■ **Excerpted passage**:
GP practices have been asked to set up arrangements within PCNs, or by buddying up with other practices, to ensure patients can continue accessing services when contact traced doctors have to isolate.

The advice comes after England’s deputy CMO admitted the absence of asymptomatic GPs and staff would ‘put pressure’ on practices.

An NHS England letter sent on Tuesday said that ‘all primary care contractors’ including GPs, should ‘prepare for potential staff absence’ by reviewing their ‘existing business continuity plans’.

‘This includes ensuring that arrangements are in place within a primary care network or between buddies to maintain patient access to services,’ the letter said.

GP providers should also ‘inform their commissioner as soon as they consider that delivery of the full contracted service may be compromised by staff absence due to Test and Trace’, said NHS England.

Commissioners will then ‘work with the contractor to put business continuity arrangements in place and to maintain access to services for patients’, NHS England said, with providers also needing to ‘update information on patient accessible websites and the impacted NHS 111 Directory of Services profiles’.

■ **Requirement 1**:
Based on the passage about GP practices and staff absence, does each statement agree with it? Give yes or no for each, with the deciding words quoted from the passage. (a) The NHS England letter was sent on a Tuesday. (b) Providers need to tell their commissioner only once the full service has already failed. (c) England's deputy CMO said the absence of asymptomatic GPs and staff would put pressure on practices.
■ **Requirement 2**:
Repeat word for word the part of the passage about GP practices and staff absence starting with "An NHS England" and going on through "of Services profiles’.".
You won't need the data that comes next.

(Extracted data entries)
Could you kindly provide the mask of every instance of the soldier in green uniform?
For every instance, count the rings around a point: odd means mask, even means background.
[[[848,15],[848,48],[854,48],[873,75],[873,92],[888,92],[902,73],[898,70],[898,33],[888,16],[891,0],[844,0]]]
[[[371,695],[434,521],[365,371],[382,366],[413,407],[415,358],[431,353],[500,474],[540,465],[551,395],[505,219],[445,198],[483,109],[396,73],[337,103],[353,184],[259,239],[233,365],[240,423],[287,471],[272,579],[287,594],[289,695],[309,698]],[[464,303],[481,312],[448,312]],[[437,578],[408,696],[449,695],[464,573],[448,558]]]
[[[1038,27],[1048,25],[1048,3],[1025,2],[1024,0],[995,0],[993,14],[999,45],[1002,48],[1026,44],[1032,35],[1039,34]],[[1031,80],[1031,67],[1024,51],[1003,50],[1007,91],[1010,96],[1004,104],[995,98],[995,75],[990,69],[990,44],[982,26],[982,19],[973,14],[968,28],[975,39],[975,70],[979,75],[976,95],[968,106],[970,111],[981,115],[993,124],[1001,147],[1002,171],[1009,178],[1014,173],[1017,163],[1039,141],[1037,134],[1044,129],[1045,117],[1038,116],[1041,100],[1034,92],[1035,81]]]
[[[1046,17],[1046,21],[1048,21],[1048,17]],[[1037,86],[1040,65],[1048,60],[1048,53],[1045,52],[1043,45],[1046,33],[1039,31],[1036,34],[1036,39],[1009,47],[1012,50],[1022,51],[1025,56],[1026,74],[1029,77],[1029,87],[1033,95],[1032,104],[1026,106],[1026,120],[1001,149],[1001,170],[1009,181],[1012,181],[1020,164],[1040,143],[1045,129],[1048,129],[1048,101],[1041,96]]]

■ **Exercise output 1**:
(a) Yes: "An NHS England letter sent on Tuesday"
(b) No: "inform their commissioner as soon as they consider that delivery of the full contracted service may be compromised by staff absence due to Test and Trace"
(c) Yes: "the absence of asymptomatic GPs and staff would ‘put pressure’ on practices"

■ **Exercise output 2**:
An NHS England letter sent on Tuesday said that ‘all primary care contractors’ including GPs, should ‘prepare for potential staff absence’ by reviewing their ‘existing business continuity plans’.

‘This includes ensuring that arrangements are in place within a primary care network or between buddies to maintain patient access to services,’ the letter said.

GP providers should also ‘inform their commissioner as soon as they consider that delivery of the full contracted service may be compromised by staff absence due to Test and Trace’, said NHS England.

Commissioners will then ‘work with the contractor to put business continuity arrangements in place and to maintain access to services for patients’, NHS England said, with providers also needing to ‘update information on patient accessible websites and the impacted NHS 111 Directory of Services profiles’.